** Begin EXTRACTED RECORDS **
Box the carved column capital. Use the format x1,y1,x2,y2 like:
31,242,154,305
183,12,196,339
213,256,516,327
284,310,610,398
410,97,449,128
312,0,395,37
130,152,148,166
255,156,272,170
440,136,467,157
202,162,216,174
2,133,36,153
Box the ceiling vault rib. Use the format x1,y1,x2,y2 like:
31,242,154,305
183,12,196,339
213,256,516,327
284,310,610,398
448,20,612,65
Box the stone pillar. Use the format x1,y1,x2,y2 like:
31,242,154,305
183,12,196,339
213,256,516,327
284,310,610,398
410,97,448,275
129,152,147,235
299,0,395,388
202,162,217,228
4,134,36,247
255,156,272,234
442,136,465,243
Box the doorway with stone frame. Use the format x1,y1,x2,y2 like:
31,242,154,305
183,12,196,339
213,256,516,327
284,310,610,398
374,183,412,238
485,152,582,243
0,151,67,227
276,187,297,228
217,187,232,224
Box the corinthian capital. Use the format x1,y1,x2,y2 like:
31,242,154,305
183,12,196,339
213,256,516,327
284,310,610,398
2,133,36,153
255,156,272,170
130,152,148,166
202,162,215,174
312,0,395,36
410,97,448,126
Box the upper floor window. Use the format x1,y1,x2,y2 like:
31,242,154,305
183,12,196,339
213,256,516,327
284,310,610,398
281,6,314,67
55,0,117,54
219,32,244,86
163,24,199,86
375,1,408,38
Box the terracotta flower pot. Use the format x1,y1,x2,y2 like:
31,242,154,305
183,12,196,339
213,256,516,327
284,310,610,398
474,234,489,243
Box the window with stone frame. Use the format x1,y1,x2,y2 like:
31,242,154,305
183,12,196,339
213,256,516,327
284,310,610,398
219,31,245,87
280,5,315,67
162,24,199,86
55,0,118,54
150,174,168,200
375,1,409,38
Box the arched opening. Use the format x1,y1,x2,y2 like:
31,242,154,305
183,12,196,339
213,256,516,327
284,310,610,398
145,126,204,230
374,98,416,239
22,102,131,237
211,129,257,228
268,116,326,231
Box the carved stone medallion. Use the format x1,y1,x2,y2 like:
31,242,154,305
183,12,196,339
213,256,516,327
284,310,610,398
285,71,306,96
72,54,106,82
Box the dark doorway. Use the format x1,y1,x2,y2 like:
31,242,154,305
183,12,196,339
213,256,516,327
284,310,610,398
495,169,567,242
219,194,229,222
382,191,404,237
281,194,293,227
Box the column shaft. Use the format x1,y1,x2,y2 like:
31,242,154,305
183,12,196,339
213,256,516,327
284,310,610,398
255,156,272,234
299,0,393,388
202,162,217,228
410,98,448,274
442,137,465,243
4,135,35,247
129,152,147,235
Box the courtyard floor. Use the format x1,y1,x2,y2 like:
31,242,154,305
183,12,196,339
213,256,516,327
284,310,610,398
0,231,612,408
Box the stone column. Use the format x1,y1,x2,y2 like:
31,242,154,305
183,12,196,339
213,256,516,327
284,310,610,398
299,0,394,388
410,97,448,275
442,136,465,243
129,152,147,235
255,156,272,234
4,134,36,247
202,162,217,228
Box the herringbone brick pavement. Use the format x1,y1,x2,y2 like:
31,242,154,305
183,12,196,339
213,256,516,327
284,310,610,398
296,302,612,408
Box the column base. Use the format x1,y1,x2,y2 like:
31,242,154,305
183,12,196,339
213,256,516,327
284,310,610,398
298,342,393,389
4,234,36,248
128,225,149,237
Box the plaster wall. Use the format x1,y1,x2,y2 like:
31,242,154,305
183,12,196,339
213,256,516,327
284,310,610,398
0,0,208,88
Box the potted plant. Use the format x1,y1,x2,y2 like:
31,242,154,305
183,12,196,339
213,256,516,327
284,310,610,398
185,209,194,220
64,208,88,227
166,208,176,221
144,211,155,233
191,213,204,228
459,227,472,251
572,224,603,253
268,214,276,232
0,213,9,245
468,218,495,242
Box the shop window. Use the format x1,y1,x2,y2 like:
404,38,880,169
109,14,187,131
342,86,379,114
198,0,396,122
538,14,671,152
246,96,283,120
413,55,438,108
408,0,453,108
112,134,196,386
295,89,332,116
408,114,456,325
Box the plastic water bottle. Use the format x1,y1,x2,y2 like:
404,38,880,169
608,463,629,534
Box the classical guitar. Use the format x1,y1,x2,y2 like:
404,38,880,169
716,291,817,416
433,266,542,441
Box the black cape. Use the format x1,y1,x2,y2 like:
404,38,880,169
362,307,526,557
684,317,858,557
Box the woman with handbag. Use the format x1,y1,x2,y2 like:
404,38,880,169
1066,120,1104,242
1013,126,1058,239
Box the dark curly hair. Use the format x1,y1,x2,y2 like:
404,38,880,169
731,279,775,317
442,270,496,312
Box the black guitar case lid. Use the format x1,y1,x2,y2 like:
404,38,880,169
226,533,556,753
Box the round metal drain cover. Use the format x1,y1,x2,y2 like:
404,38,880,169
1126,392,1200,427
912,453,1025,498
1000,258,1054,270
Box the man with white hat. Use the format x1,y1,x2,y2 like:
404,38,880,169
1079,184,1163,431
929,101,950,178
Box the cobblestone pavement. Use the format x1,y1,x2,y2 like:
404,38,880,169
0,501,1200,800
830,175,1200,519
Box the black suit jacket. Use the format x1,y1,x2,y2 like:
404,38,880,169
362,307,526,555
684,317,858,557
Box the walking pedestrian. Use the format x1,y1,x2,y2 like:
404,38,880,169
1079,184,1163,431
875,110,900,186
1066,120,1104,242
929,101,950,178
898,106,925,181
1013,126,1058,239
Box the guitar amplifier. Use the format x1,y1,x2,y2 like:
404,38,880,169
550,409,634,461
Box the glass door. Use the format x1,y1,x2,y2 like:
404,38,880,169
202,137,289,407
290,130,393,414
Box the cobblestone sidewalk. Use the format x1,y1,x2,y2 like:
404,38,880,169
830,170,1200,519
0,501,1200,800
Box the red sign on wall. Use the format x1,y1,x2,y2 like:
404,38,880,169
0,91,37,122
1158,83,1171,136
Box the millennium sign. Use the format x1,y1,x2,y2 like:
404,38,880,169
** End EXTRACTED RECORDS **
> [DIRECTION] Can you copy word for word the lines above, starting at the line that contains "Box the upper" and ending after the line that contains "375,1,408,38"?

> [CORRECT ANSWER]
Box the upper floor window. Use the format x1,y1,x2,y2 like:
31,242,154,305
183,12,196,339
213,256,516,327
284,310,610,398
281,6,314,67
55,0,117,54
219,32,244,86
163,24,199,86
375,1,408,38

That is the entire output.